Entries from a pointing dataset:
»»

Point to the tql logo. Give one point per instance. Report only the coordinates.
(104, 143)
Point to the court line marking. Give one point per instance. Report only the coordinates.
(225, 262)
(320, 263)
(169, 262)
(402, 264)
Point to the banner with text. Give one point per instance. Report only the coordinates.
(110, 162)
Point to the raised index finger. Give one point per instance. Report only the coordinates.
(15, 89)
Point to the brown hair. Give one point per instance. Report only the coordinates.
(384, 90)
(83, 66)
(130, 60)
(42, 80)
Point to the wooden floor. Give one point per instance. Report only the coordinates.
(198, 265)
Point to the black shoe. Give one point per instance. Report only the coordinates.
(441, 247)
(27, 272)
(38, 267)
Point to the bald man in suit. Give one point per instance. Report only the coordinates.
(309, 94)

««
»»

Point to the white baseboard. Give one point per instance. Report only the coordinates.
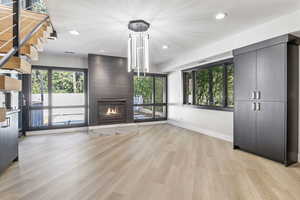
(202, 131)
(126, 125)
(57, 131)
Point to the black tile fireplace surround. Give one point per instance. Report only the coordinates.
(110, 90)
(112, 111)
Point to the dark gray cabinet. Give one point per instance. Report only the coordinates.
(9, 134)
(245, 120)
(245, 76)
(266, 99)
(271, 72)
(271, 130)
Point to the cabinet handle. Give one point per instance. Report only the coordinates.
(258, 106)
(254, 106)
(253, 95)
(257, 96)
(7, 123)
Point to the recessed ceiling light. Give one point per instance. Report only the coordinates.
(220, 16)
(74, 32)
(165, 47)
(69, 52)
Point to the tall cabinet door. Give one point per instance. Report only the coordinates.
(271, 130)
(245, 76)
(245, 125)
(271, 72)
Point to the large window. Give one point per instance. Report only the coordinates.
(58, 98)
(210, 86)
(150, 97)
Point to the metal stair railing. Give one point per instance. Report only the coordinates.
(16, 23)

««
»»

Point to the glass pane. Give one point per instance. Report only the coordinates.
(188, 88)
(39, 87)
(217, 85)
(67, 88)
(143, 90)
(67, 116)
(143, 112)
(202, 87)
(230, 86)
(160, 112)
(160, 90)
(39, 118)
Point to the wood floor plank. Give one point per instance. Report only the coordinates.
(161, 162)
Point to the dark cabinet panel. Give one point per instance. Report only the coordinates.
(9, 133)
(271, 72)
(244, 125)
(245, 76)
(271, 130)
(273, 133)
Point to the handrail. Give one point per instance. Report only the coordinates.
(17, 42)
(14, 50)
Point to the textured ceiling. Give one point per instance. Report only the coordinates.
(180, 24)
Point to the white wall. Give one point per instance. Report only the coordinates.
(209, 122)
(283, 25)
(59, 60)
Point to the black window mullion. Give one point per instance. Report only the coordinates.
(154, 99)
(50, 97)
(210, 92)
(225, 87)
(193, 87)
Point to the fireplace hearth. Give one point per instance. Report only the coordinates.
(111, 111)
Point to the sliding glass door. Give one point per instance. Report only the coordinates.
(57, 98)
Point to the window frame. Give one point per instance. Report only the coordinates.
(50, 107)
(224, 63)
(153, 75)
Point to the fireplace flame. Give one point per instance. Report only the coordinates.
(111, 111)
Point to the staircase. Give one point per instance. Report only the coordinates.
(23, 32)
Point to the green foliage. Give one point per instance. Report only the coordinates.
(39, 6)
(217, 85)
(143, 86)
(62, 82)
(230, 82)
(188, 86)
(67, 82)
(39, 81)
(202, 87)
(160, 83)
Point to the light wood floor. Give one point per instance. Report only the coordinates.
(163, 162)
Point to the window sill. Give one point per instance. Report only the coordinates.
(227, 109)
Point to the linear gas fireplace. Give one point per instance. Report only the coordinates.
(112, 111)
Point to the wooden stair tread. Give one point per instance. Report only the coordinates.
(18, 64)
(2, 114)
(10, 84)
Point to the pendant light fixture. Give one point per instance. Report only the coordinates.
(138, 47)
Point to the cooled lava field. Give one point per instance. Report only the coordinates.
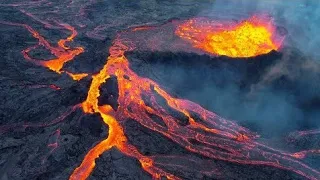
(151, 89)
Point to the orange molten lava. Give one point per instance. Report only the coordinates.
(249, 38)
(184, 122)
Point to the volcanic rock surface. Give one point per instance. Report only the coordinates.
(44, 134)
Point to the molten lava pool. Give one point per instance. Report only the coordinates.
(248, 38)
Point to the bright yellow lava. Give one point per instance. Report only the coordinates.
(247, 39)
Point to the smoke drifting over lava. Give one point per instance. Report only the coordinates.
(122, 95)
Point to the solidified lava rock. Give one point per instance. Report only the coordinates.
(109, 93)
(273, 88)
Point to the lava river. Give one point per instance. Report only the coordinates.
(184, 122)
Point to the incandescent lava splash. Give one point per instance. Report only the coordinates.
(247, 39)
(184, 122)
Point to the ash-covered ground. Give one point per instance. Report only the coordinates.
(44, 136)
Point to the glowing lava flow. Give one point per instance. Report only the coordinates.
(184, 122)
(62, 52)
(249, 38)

««

TASK BRIEF:
Which lines in the items contain the word "molten"? List each of them in full, and treat uppercase and lowercase as different.

WORKED ANSWER:
Point to the orange molten lava. Give one point per instance. Report only the coordinates.
Point to the molten lava pool. Give one point per instance. Report only the coordinates.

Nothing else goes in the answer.